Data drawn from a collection
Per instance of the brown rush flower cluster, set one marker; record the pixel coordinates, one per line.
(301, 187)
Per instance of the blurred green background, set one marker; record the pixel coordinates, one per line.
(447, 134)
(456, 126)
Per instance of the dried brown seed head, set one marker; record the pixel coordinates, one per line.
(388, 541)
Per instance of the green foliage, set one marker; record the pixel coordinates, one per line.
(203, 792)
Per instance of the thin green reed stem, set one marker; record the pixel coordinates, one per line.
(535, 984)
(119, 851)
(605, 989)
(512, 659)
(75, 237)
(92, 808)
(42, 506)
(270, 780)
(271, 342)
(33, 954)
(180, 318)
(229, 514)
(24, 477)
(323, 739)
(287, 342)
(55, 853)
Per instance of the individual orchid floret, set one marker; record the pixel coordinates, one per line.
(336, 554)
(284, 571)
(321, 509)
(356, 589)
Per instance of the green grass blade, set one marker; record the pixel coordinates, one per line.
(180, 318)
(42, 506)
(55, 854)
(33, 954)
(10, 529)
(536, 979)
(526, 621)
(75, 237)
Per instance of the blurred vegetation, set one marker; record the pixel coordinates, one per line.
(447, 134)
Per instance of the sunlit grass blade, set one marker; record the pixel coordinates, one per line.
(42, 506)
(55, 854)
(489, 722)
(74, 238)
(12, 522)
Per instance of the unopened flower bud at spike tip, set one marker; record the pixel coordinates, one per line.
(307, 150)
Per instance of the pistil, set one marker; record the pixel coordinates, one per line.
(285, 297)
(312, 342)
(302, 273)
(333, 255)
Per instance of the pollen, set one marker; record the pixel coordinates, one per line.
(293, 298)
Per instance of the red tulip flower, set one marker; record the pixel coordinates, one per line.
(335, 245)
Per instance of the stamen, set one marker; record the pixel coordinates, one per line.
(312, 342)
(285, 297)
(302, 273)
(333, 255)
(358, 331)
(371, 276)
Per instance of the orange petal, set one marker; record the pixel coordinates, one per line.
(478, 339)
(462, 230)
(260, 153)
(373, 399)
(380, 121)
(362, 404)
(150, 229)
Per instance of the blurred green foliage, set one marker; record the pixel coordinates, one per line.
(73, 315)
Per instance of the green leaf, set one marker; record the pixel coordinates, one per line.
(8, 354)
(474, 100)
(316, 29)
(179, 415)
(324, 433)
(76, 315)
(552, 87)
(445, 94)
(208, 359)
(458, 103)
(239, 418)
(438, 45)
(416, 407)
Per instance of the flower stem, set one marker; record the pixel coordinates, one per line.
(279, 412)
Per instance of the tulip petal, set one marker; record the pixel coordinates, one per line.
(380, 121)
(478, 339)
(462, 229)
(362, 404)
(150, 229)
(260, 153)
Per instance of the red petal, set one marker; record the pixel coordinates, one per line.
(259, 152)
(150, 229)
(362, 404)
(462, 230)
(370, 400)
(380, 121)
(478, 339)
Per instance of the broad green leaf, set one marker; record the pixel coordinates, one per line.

**DIRECTION:** Arrange the lines above as a numbered list, leaving out any blank lines.

**TASK RESULT:**
1. Per instance of the brown rush flower cluster, set one marker; record the pixel coordinates, one per line.
2. (301, 187)
3. Per instance of the blurred green background, set one marker; record the pixel coordinates, one per line.
4. (447, 134)
5. (456, 126)
6. Per instance of the dried brown seed head, set one marker; record the pixel coordinates, one per line.
7. (388, 541)
8. Per instance of the green foliage, set one marker; record the pixel coordinates, one per line.
9. (203, 792)
10. Per instance of the thin green reed stem, set one marker; record the pixel coordinates, one per line.
11. (535, 984)
12. (119, 851)
13. (605, 989)
14. (512, 659)
15. (75, 237)
16. (92, 808)
17. (42, 506)
18. (270, 780)
19. (271, 342)
20. (33, 954)
21. (180, 318)
22. (229, 514)
23. (24, 477)
24. (323, 739)
25. (287, 342)
26. (55, 853)
27. Per instance of the individual orchid floret, set one marker; record the pixel coordinates, one per line.
28. (336, 554)
29. (284, 571)
30. (321, 509)
31. (356, 589)
32. Per instance of the green grass blade, set one marker; record the pixel coordinates, one per line.
33. (180, 318)
34. (42, 506)
35. (55, 854)
36. (33, 954)
37. (10, 529)
38. (536, 979)
39. (526, 621)
40. (75, 237)
41. Per instance of the blurred vegetation, set one marker; record the pixel coordinates, one per line.
42. (447, 134)
43. Per instance of the sunlit grass blade, set one marker; record the pixel coordinates, one per line.
44. (42, 506)
45. (55, 854)
46. (489, 722)
47. (74, 238)
48. (12, 522)
49. Per instance of the unopened flower bud at spike tip, set one marker; record the pixel coordinates, one per line.
50. (307, 150)
51. Per instance of the pistil, set one marker; record the pixel coordinates, one per line.
52. (285, 297)
53. (312, 342)
54. (302, 273)
55. (333, 255)
56. Per instance of the pollen, set one marker; record the pixel coordinates, one per line.
57. (293, 298)
58. Per instance of the red tulip flower, set one marker; record the pixel coordinates, one per line.
59. (335, 245)
60. Per instance of the stamen, set one marker; record the pixel coordinates, one per line.
61. (312, 342)
62. (285, 297)
63. (302, 273)
64. (333, 255)
65. (358, 331)
66. (371, 276)
67. Per instance of the orange petal, set one marker; record the pixel coordinates, one per line.
68. (478, 339)
69. (462, 230)
70. (260, 153)
71. (373, 399)
72. (380, 121)
73. (362, 404)
74. (150, 229)
75. Per instance of the blurred green foliage, set one marker; record the pixel coordinates, one per line.
76. (73, 315)
77. Per instance of the green leaf, set one marker; record the pixel coordinates, one per line.
78. (8, 354)
79. (474, 100)
80. (316, 29)
81. (179, 415)
82. (324, 433)
83. (76, 315)
84. (552, 87)
85. (445, 94)
86. (208, 359)
87. (458, 103)
88. (239, 418)
89. (438, 45)
90. (416, 407)
91. Per instance of the flower stem, set one marker; record the pixel coordinates, one per line.
92. (279, 412)
93. Per instance of the tulip petal, set one marker; record the pixel coordinates, one per line.
94. (380, 121)
95. (478, 339)
96. (462, 229)
97. (362, 404)
98. (150, 229)
99. (260, 153)
100. Per instance of the red petal, set one marker; record the pixel coordinates, one per line.
101. (259, 152)
102. (150, 229)
103. (362, 404)
104. (462, 230)
105. (370, 400)
106. (380, 121)
107. (478, 339)
108. Per instance of the broad green leaf, set one marker; record the pixel coordinates, one per line.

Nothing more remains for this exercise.